■ **Listed records**

####

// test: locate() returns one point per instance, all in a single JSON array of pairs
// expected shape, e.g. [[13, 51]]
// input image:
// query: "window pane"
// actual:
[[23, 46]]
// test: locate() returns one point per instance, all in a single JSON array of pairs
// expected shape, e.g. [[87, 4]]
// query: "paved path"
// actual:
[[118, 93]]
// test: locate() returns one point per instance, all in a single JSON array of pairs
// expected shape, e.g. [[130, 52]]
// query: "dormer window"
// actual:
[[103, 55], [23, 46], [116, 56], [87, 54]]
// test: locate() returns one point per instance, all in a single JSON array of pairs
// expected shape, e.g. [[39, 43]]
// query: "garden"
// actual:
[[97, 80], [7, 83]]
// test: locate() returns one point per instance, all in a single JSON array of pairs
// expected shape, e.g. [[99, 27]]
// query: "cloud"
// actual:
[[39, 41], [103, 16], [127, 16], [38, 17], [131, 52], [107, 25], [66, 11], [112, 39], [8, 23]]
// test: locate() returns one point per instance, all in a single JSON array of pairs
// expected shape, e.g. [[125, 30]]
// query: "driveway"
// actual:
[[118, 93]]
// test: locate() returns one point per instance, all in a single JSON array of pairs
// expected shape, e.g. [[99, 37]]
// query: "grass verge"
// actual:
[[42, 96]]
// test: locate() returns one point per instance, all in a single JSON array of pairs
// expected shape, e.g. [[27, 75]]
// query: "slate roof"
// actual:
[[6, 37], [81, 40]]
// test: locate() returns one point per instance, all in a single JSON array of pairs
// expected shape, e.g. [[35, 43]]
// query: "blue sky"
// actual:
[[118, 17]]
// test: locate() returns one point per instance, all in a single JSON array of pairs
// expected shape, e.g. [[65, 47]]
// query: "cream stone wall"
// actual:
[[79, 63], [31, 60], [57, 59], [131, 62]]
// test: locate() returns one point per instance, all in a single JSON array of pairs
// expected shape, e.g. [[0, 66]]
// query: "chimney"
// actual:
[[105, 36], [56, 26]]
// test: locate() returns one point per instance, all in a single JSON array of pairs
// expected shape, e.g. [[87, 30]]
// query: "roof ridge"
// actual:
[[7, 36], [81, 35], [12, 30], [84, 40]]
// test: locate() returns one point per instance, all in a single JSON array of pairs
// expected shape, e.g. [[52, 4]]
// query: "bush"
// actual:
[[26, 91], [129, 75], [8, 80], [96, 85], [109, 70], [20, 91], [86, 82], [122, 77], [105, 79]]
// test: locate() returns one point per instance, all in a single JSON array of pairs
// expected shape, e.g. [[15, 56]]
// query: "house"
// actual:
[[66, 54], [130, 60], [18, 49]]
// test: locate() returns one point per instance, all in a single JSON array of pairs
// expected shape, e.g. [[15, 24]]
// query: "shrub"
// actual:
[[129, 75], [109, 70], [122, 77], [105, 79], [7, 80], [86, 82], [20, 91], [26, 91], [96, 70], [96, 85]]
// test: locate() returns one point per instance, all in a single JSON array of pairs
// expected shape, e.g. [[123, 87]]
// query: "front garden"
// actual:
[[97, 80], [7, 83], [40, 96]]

####

■ **What you will do**
Please retype all of the data above line for line, with no changes.

■ **Finished exercise**
// test: locate() returns one point per instance, all in a single JSON array of pairs
// expected shape, e.g. [[13, 51]]
// input image:
// query: "window pane"
// actual:
[[23, 46]]
// test: locate() returns one point per instance, all in a single JSON array of pairs
// expected shape, e.g. [[87, 4]]
// query: "paved path"
// actual:
[[118, 93]]
// test: locate() returns one point per instance, all in a single JSON array of pairs
// expected shape, e.g. [[130, 52]]
// query: "dormer window"
// actual:
[[103, 55], [23, 46], [116, 56], [87, 54]]
// test: locate() returns one point per instance, all in a single JSON array of pairs
// expected shape, e.g. [[39, 43]]
// query: "garden"
// actual:
[[97, 80], [7, 83]]
// test: locate() returns one point per instance, all in a single JSON array of pairs
// expected shape, e.g. [[99, 27]]
// query: "cloud"
// actual:
[[39, 41], [103, 16], [127, 16], [38, 17], [131, 52], [107, 25], [66, 11], [112, 39], [8, 23]]
// test: locate() returns one point per instance, all in a single JSON array of pairs
// expected shape, e.g. [[125, 30]]
// query: "driveway"
// actual:
[[118, 93]]
// test: locate() returns one point per instance, all in a single JSON array of pairs
// expected shape, e.g. [[99, 37]]
// query: "grass verge"
// actual:
[[42, 96]]
// test: locate() returns one point per instance, all in a single JSON array of pairs
// expected shape, e.g. [[27, 75]]
// query: "slate roof"
// actual:
[[6, 37], [81, 40]]
// test: locate() returns one point per instance, all in a single JSON array of pairs
// expected shape, e.g. [[35, 43]]
// query: "blue sky"
// actual:
[[118, 17]]
// test: locate() returns one point per instance, all in a single JSON array of pairs
// expected shape, e.g. [[65, 47]]
// query: "cream stone wall"
// actual:
[[79, 63], [31, 60], [57, 59], [131, 62]]
// test: locate() returns one point per instance, all in a single JSON array of pairs
// expected shape, e.g. [[0, 66]]
// query: "chimney"
// actual:
[[105, 36], [56, 26]]
// test: locate() returns one point per instance, all in a single JSON array of pairs
// expected shape, e.g. [[87, 30]]
// query: "roof ridge"
// actual:
[[7, 36], [81, 35], [12, 30], [84, 40]]
// test: locate() returns one point per instance, all in a single JSON array of pairs
// expected shape, e.g. [[52, 4]]
// query: "bush"
// actual:
[[26, 91], [129, 75], [8, 80], [96, 85], [109, 70], [20, 91], [86, 82], [122, 77], [105, 79]]
// test: locate() returns one point per instance, all in a single JSON array of pairs
// expected shape, e.g. [[15, 56]]
// query: "house"
// actual:
[[66, 54], [130, 60], [18, 49]]
// test: locate() returns one point per instance, all in a single JSON array of pairs
// expected shape, e.g. [[15, 24]]
// query: "shrub"
// actual:
[[129, 75], [109, 70], [122, 77], [105, 79], [7, 80], [86, 82], [20, 91], [26, 91], [96, 70], [96, 85]]
// test: locate() returns one point per instance, all in a single JSON array of pairs
// expected shape, e.g. [[123, 87]]
// query: "front garden"
// actual:
[[97, 80], [7, 83], [40, 96]]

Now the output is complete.